Records from a data source
-.-.-
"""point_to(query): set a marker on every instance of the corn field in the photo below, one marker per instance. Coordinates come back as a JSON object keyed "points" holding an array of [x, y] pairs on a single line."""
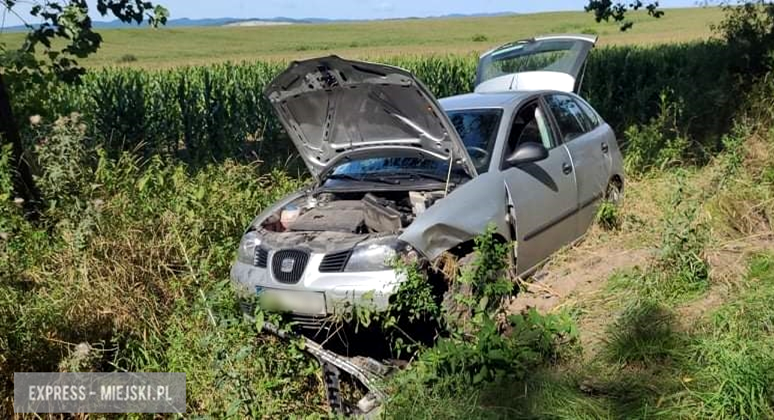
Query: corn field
{"points": [[204, 114]]}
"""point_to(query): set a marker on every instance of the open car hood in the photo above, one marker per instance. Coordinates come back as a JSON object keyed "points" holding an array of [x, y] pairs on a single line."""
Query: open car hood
{"points": [[330, 107], [555, 62]]}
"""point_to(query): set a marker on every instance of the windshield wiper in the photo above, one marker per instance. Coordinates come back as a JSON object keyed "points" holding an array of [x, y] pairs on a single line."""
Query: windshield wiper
{"points": [[365, 178], [436, 177]]}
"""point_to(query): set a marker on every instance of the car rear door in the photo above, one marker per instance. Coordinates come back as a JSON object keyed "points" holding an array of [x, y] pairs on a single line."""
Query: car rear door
{"points": [[542, 195], [586, 139]]}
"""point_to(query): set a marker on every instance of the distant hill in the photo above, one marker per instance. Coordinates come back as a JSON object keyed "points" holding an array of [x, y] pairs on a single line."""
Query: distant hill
{"points": [[226, 21]]}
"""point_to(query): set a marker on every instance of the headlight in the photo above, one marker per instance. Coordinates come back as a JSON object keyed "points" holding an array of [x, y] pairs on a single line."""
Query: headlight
{"points": [[246, 253], [375, 255]]}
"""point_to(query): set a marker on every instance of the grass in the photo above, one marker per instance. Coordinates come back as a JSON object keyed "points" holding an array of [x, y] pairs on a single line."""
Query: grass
{"points": [[172, 47]]}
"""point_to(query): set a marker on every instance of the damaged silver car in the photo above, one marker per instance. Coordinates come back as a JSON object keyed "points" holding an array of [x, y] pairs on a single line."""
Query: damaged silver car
{"points": [[399, 173]]}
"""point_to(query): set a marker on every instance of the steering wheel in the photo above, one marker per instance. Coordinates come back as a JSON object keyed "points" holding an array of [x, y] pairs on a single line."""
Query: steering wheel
{"points": [[482, 153]]}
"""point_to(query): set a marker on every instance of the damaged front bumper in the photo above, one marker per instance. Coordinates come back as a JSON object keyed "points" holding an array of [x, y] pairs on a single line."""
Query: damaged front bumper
{"points": [[316, 293]]}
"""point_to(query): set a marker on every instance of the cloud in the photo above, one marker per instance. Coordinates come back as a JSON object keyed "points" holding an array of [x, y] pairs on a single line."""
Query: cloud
{"points": [[384, 6]]}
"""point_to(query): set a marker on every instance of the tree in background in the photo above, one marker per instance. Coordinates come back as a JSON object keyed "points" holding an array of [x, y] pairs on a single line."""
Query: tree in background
{"points": [[608, 9], [59, 32], [748, 27]]}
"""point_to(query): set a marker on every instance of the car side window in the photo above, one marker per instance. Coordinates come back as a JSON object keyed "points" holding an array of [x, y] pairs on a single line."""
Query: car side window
{"points": [[530, 126], [570, 119]]}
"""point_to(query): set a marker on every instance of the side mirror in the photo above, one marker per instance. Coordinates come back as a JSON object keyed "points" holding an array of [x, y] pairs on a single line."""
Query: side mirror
{"points": [[527, 153]]}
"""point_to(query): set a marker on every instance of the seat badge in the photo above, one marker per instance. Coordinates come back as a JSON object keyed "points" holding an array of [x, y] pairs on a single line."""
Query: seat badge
{"points": [[287, 265]]}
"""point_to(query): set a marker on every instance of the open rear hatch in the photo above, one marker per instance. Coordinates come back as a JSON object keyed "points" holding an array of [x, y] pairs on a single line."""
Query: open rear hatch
{"points": [[555, 62]]}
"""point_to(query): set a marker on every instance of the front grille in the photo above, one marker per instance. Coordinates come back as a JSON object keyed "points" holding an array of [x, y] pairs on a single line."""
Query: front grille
{"points": [[288, 265], [313, 323], [335, 261], [261, 257]]}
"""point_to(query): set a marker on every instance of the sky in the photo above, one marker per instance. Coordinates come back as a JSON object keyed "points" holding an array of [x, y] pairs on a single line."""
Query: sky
{"points": [[353, 9]]}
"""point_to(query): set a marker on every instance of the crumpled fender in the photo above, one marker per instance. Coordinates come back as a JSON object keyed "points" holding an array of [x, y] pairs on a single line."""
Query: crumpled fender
{"points": [[460, 217]]}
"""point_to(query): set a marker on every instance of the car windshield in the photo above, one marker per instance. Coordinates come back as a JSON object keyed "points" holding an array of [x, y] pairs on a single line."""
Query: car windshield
{"points": [[559, 55], [478, 130], [372, 168]]}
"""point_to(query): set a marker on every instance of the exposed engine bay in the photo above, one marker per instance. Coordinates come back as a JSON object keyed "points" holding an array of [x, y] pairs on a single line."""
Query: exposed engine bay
{"points": [[352, 213]]}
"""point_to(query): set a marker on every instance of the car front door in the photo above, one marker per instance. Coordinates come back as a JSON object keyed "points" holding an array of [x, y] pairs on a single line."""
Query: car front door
{"points": [[542, 195], [588, 144]]}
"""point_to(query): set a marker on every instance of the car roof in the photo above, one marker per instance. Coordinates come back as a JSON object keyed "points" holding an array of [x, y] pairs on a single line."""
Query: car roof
{"points": [[484, 100]]}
-.-.-
▶ PROBLEM:
Transcribe the complete set of entries verbatim. No pictures belong in the copy.

▶ PROBLEM SOLUTION:
"""point_to(query): set a marker on every instance of the corn field in the photo below, one marker per instance. Coordinates come back as a JSON object keyed "points" holding an array of [x, y] pairs on a single line."""
Query: corn field
{"points": [[204, 114]]}
"""point_to(query): set a marker on every instance of the open car hood in the photo above, one marker per instance. Coordinates come back as a JSON object keyed "points" holding an array of [x, y] pairs on a single line."""
Query: open car hood
{"points": [[330, 107], [555, 62]]}
"""point_to(query): set a marker on every instance of the windshield wiper in the photo above, one marker per instance. Coordinates come back as a JSON object keyed "points" holding an array of [x, y] pairs on a single line."""
Query: windshield wiper
{"points": [[365, 178], [436, 177]]}
"""point_to(query): set a marker on every instance of the car rear door in the photo above, one marker per instance. Coordinates come back as a JSON object keyed "points" holding an array of [x, y] pairs on a single line."""
Query: car rear door
{"points": [[542, 195], [586, 139]]}
"""point_to(query): set a marker on every instance of the distant hill in the photo above, one marker per instance. Coordinates come back as a JSON object keyed "points" holding an array of [x, y] pairs on a single line."""
Query: distant hill
{"points": [[226, 21]]}
"""point_to(query): set a marker on every instance of the headlight in the photo above, one marker per instance. Coordinates come back as a JSON object keyed "points" holding an array of [x, y] pairs on a single line."""
Query: headlight
{"points": [[246, 253], [375, 255]]}
"""point_to(query): set a marker on every instance of the grass in the photo above, one marker per instance. Coordinates come back as a JSON object keyed "points" holding an array of [x, y] pairs on a single line."""
Query: grass
{"points": [[172, 47]]}
"""point_to(query): set a marker on every instance of the damaged silver car in the photo above, one marker per instance. Coordinates come back as a JSON object keyed "points" holding an array of [x, y] pairs on a single line."""
Query: damaged silver car
{"points": [[399, 173]]}
"""point_to(query): set a marker on every instance of the steering wheel in the photo above, one marker per instance. Coordinates come back as a JSON object keyed "points" holding an array of [x, y] pairs on a single line."""
Query: steering wheel
{"points": [[482, 153]]}
"""point_to(query): set a marker on every instance of the damaged front bumper in the photo above, one marker per instance. Coordinates come back as a JSON object keyed "points" holding an array of [x, y] pairs on a single line."""
Query: damaged front bumper
{"points": [[316, 293]]}
"""point_to(query): set a marker on every instance of the cloud in the photo above, one marker per instance. Coordinates come back as a JSON object keyed "points" holding an array of [x, y] pairs on a single line."""
Query: cloud
{"points": [[384, 6]]}
"""point_to(query): set a marker on every instance of the tree in background in the photo above, one marker per instance. Coordinates come back as a JSON object keyed "points" holding an array of [x, y] pairs on a single line."""
Query: tree in background
{"points": [[608, 9], [59, 32], [748, 27]]}
"""point_to(query): set a marker on every instance of the car side window in the photo above, one marker per instance. Coordinates come back as a JSON object keyed "points" holding an array of [x, y] pairs on a single line."""
Query: car side window
{"points": [[530, 126], [570, 119]]}
"""point_to(query): set a marker on every instance of the side mirror in the photo above, one marker per instance. Coordinates come back as a JSON object keyed "points" holding an array of [x, y] pairs on a single line."""
Query: side mirror
{"points": [[527, 153]]}
"""point_to(query): set a marker on every instance of the seat badge in the photo above, one marker per instance. Coordinates come back as a JSON object keyed "points" holding an array of [x, y] pairs on a single line."""
Query: seat badge
{"points": [[287, 265]]}
"""point_to(query): set a marker on every instance of the open rear hatch in the photo above, one marker per instance. Coordinates come back as a JSON object keyed "points" holding an array of [x, y] pairs on a single line."""
Query: open rear hatch
{"points": [[555, 62]]}
"""point_to(query): set a marker on every instance of the front grille in the photo above, one marker per instance. Coordinates come back as a JSON object keyed "points" holding an array of [x, y] pairs on a single line."""
Query: front grille
{"points": [[288, 265], [313, 323], [335, 261], [261, 257]]}
"""point_to(query): set a marker on every instance of the sky in the photo above, one marker per instance. Coordinates come back as a JSON object keyed "points" holding an array of [x, y] pairs on a single line."""
Query: sky
{"points": [[353, 9]]}
"""point_to(query): set a marker on every instance of the crumpled fender in the photo above, one marker per instance. Coordinates come back as a JSON object keyed "points" holding an array of [x, y] pairs on a single line."""
Query: crumpled fender
{"points": [[460, 217]]}
"""point_to(query): set a marker on every instance of the car windshield in the photo above, one marker per instance. Coordinates come back as a JSON object keyed "points" holding an array of [x, y] pairs on a single line."""
Query: car windshield
{"points": [[559, 55], [478, 130], [372, 168]]}
"""point_to(query): set a marker on every instance of the exposed engine bay in the photo above, one marker per instance. Coordinates come back as a JSON object keyed "points" holding an array of [x, y] pairs on a single line."""
Query: exposed engine bay
{"points": [[352, 213]]}
"""point_to(query): set a marker on every instance of the car front door in the photo above, one marker per instance. Coordinates come back as a JSON object keyed "points" holding an array of [x, y] pairs on a single line."""
Query: car front door
{"points": [[542, 195], [588, 144]]}
"""point_to(query): set a marker on every instance of the car roof in the photo above, one marker per instance. Coordinates come back as a JSON object keyed "points" holding an array of [x, y] pairs on a single line."""
Query: car roof
{"points": [[484, 100]]}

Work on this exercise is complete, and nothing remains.